# [Task to carry out]
Every record that follows is to be copied exactly, with the pictures omitted.

---- Information

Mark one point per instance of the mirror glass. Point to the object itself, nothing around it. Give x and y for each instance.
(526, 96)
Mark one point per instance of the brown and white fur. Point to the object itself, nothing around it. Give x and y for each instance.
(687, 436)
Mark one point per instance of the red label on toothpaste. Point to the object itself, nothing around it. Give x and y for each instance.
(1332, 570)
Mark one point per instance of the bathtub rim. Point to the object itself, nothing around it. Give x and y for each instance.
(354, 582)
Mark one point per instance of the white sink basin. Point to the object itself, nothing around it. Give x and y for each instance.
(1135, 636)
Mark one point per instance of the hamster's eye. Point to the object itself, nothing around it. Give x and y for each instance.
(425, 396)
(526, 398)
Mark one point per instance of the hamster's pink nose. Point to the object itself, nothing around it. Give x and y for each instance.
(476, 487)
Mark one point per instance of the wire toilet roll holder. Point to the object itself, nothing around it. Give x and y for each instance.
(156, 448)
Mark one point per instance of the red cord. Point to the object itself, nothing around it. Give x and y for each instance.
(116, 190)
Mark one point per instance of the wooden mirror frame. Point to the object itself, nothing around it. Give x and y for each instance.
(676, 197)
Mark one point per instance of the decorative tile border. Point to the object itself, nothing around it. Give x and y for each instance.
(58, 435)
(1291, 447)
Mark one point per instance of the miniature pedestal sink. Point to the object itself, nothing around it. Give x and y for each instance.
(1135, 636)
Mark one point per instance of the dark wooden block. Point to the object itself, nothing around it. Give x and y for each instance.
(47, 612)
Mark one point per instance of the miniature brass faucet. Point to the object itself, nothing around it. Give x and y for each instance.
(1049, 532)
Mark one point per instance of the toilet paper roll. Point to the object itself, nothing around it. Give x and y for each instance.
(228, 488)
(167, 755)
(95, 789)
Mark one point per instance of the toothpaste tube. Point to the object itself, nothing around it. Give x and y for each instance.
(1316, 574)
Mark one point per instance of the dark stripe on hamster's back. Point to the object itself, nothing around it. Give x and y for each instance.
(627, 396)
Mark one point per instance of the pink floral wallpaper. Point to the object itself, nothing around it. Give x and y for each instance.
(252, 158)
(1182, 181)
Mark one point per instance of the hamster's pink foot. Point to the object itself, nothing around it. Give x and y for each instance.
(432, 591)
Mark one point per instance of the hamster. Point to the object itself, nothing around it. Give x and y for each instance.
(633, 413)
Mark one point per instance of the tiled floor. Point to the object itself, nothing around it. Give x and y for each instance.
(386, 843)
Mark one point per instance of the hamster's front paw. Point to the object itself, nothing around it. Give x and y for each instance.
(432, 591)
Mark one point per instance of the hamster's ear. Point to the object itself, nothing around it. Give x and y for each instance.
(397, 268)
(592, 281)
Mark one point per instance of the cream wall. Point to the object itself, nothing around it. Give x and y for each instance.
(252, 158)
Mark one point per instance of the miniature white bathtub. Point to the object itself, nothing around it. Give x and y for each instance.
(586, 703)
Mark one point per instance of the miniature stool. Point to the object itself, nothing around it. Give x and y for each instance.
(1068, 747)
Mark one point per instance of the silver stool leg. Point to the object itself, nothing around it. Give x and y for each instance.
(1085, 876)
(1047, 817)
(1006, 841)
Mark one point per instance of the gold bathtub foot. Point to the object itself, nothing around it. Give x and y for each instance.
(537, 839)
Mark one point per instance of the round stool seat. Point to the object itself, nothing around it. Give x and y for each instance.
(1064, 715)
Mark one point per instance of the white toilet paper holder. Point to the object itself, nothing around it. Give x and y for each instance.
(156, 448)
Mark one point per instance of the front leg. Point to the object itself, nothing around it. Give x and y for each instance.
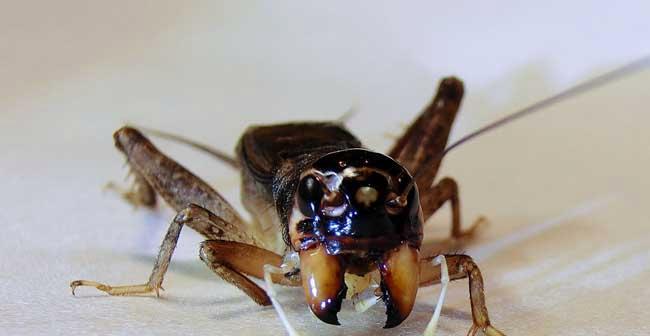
(159, 269)
(232, 261)
(460, 267)
(198, 205)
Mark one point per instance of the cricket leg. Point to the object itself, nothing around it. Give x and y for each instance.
(418, 149)
(154, 284)
(460, 267)
(232, 261)
(199, 206)
(447, 190)
(217, 154)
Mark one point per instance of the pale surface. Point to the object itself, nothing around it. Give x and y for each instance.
(566, 191)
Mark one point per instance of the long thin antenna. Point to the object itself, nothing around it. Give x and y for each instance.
(573, 91)
(593, 83)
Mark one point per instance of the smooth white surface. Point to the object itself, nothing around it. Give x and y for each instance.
(566, 191)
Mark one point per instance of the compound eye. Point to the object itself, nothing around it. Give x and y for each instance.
(310, 194)
(395, 204)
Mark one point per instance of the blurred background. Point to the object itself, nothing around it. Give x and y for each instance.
(565, 190)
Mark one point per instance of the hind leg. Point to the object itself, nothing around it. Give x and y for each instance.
(419, 150)
(198, 206)
(447, 191)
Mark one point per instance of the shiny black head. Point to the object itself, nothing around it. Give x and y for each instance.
(355, 201)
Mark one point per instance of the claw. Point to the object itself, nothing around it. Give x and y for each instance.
(323, 281)
(400, 274)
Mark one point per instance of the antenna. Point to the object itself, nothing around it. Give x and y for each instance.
(544, 103)
(583, 87)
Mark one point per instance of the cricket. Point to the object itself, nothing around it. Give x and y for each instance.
(329, 215)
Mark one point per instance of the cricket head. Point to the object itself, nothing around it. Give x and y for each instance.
(357, 211)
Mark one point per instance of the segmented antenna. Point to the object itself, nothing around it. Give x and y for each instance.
(593, 83)
(573, 91)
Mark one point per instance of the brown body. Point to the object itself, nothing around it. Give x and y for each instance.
(272, 159)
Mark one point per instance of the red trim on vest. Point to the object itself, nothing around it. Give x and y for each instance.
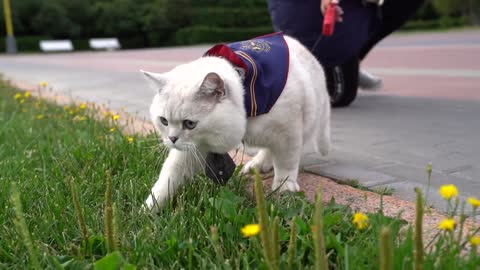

--------

# [Solved exercise]
Mark one point per instance of the mirror glass. Point to the object itself, nothing around it. Give x and y for each instance.
(526, 96)
Mark one point per instance of the brown and white fur. Point to the object itself, nothing around it. Give x and y for each instance.
(687, 436)
Mark one point per instance of the red label on toothpaste. Point to the object itself, nothing around it. Give x and y for each instance.
(1332, 570)
Mark one point per instance of the bathtub rim. Point to the object itself, nothing around it. Give x and y for each instance.
(354, 582)
Mark one point per instance of the white sink basin. Point to the object itself, nothing around it. Give x and y for each instance.
(1135, 636)
Mark one point per instance of the hamster's eye. Point to the object itself, nothing around it. Give x and y for each instance.
(425, 396)
(526, 398)
Mark one point per instance of the hamster's pink nose. Point to the object itself, nothing around it. Give x and y for each instance.
(476, 487)
Mark one point per instance of the wire toilet roll holder. Point to the object itself, nothing around it. Give x and y for each instance.
(156, 448)
Mark one point per instance of the red cord. Point to the object itself, nothing around it. Give x and y for each instance.
(116, 190)
Mark one point per instance of the wooden mirror frame. Point to the object itself, nothing around it. Give x and y for each instance.
(676, 197)
Mark one point per instance of the decorative tile border. Point to the object itself, nothing around it. Give x and y for each instance.
(58, 435)
(1291, 447)
Mark one point per instance of the miniature pedestal sink. Point to the object itself, nothing around it. Give x and y for each instance.
(1135, 636)
Mark one point per instance of the dark wooden block. Point to the object itself, nothing around it. Give x and y for each instance.
(47, 612)
Mark one point per instance of the miniature brass faucet. Point to the object itself, nothing around it. Give x and y for each instance.
(1049, 532)
Mark one point per instance of the toilet paper roll. Point to the object itself, nothing around it. Give x and y for each instance.
(228, 488)
(167, 755)
(95, 789)
Mark one point per instance of the toothpaste tube. Point to the object itself, nothing around it. Give x and y for each instance.
(1316, 574)
Mark one point per instance of the dark stripe on hamster's back. Point to the object itself, nothing around it. Give x and y for each instance.
(627, 396)
Mark one point per instance of the pink floral wallpaper. Point to the object itself, nothing around it. Give x and y for each instance.
(252, 158)
(1182, 181)
Mark one point per instance of the hamster's pink foot. Point to the object itself, nothing around it. Give x and y for each instance.
(432, 591)
Mark one point per instance of the hamster. Point to the object itself, nothing around it. Give x and y for each instance.
(633, 413)
Mark one point per instance of the tiled floor. Point to the object itself, nothing around it. Give x and y for each instance.
(386, 843)
Mark one point per instance of the hamster's front paw. Point to the object itself, nothing around it. Give x and y for each instance.
(432, 591)
Mark one point per instance of the hamster's ear. Point to the object itself, nothing around it. Give x and y for each instance.
(397, 268)
(592, 281)
Mark one point per instance of the cream wall. Point to the object itself, nothing around it. Give x and y for each instance.
(252, 158)
Mark one point per instance of the miniature white bathtub. Point to the object itself, nothing around it. Give x and y for each instance.
(586, 703)
Mark one point per instance of the miniature stool. Point to the object itself, nothing around it. Give x and y for each instance.
(1068, 747)
Mark one point per instance of the silver stool leg. Point to the object itself, nothing around it. Give x and y for each instance.
(1085, 876)
(1047, 817)
(1006, 841)
Mark one point per instance of the gold bathtub foot. Point to the object itself, nothing around it. Give x and y for each instance.
(537, 839)
Mark one point per instance of the round stool seat. Point to the object itself, nothing around it. Give x and y for each instance.
(1064, 715)
Mark one point per instance of the white toilet paper holder. Point to the object itself, nothing around it. Give x and y for each instance.
(156, 448)
Mark one point per instance of the front leg. Point to the object itself, nothing around it. Give x and y for each instance.
(159, 269)
(232, 261)
(460, 267)
(198, 205)
Mark one point per instance of the cricket leg. Point to the object itself, nothing around it. Give x and y for each instance.
(418, 149)
(154, 284)
(460, 267)
(232, 261)
(199, 206)
(447, 190)
(217, 154)
Mark one point per instance of the pale surface. Point to the object itself, nothing around it. Give x and y for each instance.
(566, 191)
Mark one point per instance of the long thin antenna. Point to the object itself, nothing around it. Give x and y for each instance.
(573, 91)
(593, 83)
Mark one point per instance of the smooth white surface. Point to the object itself, nothing around it. Give x and y for each instance.
(566, 191)
Mark one point per instance of the compound eye. Point to the object itself, nothing around it. Give x and y for each instance.
(310, 194)
(395, 204)
Mark one point per instance of the blurred background. Point to the object itself, nothing around it. Give x and y for each instance.
(565, 190)
Mark one point per instance of the hind leg. Point to the object itself, nothing around it. Give x and y for each instance.
(419, 150)
(198, 206)
(447, 191)
Mark one point per instance of the shiny black head. Point to the object itself, nothing around it. Give x and y for each instance.
(355, 201)
Mark one point per instance of the claw. Point to the object itself, nothing around it. Give x and y for each instance.
(323, 281)
(400, 274)
Mark one point per instance of the antenna. Point to the object itself, nothing around it. Give x and y for each instance.
(544, 103)
(583, 87)
Mark one point per instance of the cricket. Point to the object itself, nothing around it. Give x and y for each instance.
(329, 215)
Mark one point per instance of the cricket head. Point to the object itself, nothing around it. Give x and y for each instance.
(357, 211)
Mark one point per instance of the segmented antenna. Point to the object itself, nothing around it. Give x and y for each instance.
(593, 83)
(573, 91)
Mark one point per instance of the brown body. Point to the object itself, nothing around it. Give x and y for each instance.
(272, 159)
Mark one point per instance of the red trim on vest. Point to the object itself, nothing around it. Give x and y for each instance.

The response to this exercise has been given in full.